▶ _Check your understanding_
1 - Copy from the report on Hillary Clinton's blood clot below, starting at the words "Reines did not" and ending after the words "Washington this week.".
2 - Answer these questions using the report on Hillary Clinton's blood clot below:
(a) At which hospital was Clinton being treated?
(b) In what year did Clinton have a blood clot in her leg?
(c) On what date did Clinton return from her last foreign trip?
3 - Continue the news report on Hillary Clinton's blood clot below, starting after its last sentence.

▶ _Source passage_
*-*-*

US Secretary of State Hillary Rodham Clinton was at a New York hospital yesterday, receiving treatment for a blood clot discovered in the aftermath of a concussion she suffered last month.
The latest health scare for the globe-trotting Clinton will likely keep her out of the public eye a bit longer, just as she prepares to step down after four years as the US’ top diplomat.
Clinton, 65, fell ill with a stomach bug on her return from a trip to Europe last month that caused the former first lady to become severely dehydrated and faint, suffering a concussion.
“In the course of a follow-up exam today, Secretary Clinton’s doctors discovered a blood clot had formed, stemming from the concussion she sustained several weeks ago,” her aide Philippe Reines said in a statement.
“She is being treated with anti-coagulants and is at New York Presbyterian Hospital so that they can monitor the medication over the next 48 hours,” he said.
“Her doctors will continue to assess her condition, including other issues associated with her concussion. They will determine if any further action is required,” he added.
Reines did not elaborate further on her condition, and would not specify where the clot had formed. Previously in 1998, when she was first lady in the White House of her husband and then-president Bill Clinton, Clinton suffered a blood clot in her leg that she has described as “the most significant health scare I’ve ever had.”
“That was scary because you have to treat it immediately —- you don’t want to take the risk that it will break loose and travel to your brain, or your heart or your lungs,” she told the New York Daily News in October 2007.
Clinton has been off work since her return from her last foreign trip on Dec. 7, although her staff has said she has been working from home. Only a few days ago, Reines said she was expected back in Washington this week.
Her rare and lengthy absence from public life had sparked claims from some of her fiercer critics that she was trying to avoid testifying before lawmakers investigating a deadly attack on a US mission in Libya.

*-*-*

▶ _Extracted material_
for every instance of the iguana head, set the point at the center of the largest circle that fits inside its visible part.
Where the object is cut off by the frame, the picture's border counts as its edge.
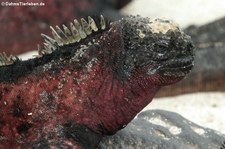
(157, 48)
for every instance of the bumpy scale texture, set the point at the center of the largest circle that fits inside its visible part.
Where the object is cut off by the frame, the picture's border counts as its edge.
(90, 80)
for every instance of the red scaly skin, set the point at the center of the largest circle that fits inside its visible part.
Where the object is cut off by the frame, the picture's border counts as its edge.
(41, 108)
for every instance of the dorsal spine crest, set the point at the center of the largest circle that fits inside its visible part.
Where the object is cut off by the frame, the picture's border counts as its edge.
(66, 36)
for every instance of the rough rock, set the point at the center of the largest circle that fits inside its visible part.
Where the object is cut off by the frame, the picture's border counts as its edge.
(209, 71)
(20, 26)
(158, 129)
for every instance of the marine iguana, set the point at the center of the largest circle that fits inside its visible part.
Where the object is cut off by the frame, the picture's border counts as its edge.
(89, 80)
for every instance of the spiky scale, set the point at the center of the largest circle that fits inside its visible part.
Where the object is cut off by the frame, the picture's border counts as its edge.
(102, 22)
(86, 27)
(62, 35)
(56, 37)
(92, 24)
(68, 34)
(75, 33)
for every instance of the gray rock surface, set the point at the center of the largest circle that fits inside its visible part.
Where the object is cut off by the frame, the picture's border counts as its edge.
(158, 129)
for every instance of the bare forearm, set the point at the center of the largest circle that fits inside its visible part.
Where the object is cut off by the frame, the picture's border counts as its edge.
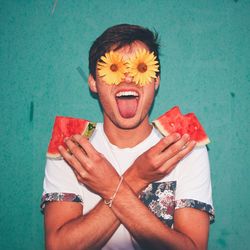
(90, 231)
(145, 227)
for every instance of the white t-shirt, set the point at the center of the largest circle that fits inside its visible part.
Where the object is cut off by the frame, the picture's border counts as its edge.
(188, 185)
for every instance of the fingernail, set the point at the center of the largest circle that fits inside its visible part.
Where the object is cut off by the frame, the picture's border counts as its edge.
(178, 136)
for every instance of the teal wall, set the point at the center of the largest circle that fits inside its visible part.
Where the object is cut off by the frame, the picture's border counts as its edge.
(205, 57)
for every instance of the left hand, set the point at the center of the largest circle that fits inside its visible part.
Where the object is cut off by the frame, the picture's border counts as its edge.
(90, 166)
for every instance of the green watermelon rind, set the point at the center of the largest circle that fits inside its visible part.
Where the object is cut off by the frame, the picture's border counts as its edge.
(158, 125)
(87, 132)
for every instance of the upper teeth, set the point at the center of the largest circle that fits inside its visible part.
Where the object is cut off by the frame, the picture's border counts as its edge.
(126, 93)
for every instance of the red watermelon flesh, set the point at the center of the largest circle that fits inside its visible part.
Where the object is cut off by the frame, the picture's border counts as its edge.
(65, 127)
(173, 121)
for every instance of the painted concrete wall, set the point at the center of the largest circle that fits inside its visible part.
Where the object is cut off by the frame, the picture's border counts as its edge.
(205, 57)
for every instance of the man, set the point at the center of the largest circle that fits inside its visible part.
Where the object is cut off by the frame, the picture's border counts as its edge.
(123, 187)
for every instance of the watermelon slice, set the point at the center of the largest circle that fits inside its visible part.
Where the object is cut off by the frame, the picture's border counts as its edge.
(173, 121)
(65, 127)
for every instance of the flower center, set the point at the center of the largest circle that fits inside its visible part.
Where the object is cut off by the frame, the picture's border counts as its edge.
(113, 67)
(142, 67)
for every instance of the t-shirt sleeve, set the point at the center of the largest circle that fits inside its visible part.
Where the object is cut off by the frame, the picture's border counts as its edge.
(194, 182)
(60, 183)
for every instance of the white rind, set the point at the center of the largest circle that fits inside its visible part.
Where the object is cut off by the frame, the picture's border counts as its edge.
(161, 129)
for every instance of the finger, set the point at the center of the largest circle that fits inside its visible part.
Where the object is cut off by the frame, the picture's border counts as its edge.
(85, 145)
(174, 149)
(78, 152)
(165, 142)
(73, 162)
(172, 162)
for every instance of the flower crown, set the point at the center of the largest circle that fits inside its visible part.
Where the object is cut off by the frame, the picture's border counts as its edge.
(142, 67)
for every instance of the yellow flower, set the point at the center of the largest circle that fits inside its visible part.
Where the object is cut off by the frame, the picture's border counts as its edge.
(143, 67)
(112, 67)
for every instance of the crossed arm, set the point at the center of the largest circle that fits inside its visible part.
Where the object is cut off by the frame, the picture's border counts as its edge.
(69, 229)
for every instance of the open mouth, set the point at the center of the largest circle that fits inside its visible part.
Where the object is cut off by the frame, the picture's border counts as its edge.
(127, 102)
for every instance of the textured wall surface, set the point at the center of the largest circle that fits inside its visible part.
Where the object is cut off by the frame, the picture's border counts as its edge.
(205, 57)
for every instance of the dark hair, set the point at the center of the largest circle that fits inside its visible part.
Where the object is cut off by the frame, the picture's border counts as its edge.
(119, 36)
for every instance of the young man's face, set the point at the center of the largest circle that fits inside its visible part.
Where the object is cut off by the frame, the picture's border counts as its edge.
(126, 105)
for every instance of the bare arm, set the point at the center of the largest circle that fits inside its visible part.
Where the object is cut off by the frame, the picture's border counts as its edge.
(76, 231)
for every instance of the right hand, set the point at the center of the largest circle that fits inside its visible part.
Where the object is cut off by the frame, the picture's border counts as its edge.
(158, 161)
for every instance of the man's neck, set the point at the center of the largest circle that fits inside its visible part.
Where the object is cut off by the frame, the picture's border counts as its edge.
(127, 138)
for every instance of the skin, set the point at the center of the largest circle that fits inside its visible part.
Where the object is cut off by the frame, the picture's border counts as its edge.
(70, 229)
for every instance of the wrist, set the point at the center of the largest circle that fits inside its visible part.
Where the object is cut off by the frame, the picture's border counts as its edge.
(109, 201)
(136, 184)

*-*-*

▶ _Answers to the tasks_
1 -
Reines did not elaborate further on her condition, and would not specify where the clot had formed. Previously in 1998, when she was first lady in the White House of her husband and then-president Bill Clinton, Clinton suffered a blood clot in her leg that she has described as “the most significant health scare I’ve ever had.”
“That was scary because you have to treat it immediately —- you don’t want to take the risk that it will break loose and travel to your brain, or your heart or your lungs,” she told the New York Daily News in October 2007.
Clinton has been off work since her return from her last foreign trip on Dec. 7, although her staff has said she has been working from home. Only a few days ago, Reines said she was expected back in Washington this week.

2 -
(a) New York Presbyterian Hospital
(b) 1998
(c) Dec. 7

3 -
The US media has also been rife with speculation and rumors about her whereabouts and her condition, but it is not believed to be life-threatening.
Clinton has been hugely popular as secretary of state and has the highest ratings of any Cabinet member.
Many believe she will try to run again for the White House in 2016, after she was narrowly defeated to the Democratic Party nomination by US President Barack Obama in 2008.
The secretary’s health prevented her from testifying on Dec. 20 to US lawmakers about the Sept. 11 attack on the US consulate in the eastern Libyan city of Benghazi.
The assault, in which the US ambassador and three other officials were killed, sparked a political firestorm.
Republican lawmakers and some media outlets opposed to the administration slammed Clinton’s absence from the hearings, with her harshest critics suggesting she was faking illness.
Republican Senator Lindsey Graham said on Sunday it was “absolutely essential that she’d testify. I want to know from the secretary of state’s point of view, were you informed of the deteriorating security situation?”
Graham also told Fox News Sunday Republicans would not conduct the nomination hearings for Senator John Kerry, tapped to replace Clinton, until she has appeared before them.
“I’ve been told by Senator Kerry he wants that approach also. He needs to hear what she says so he can make comments about, ‘I agree with her/I don’t agree with her.’ It makes sense to have her go first.”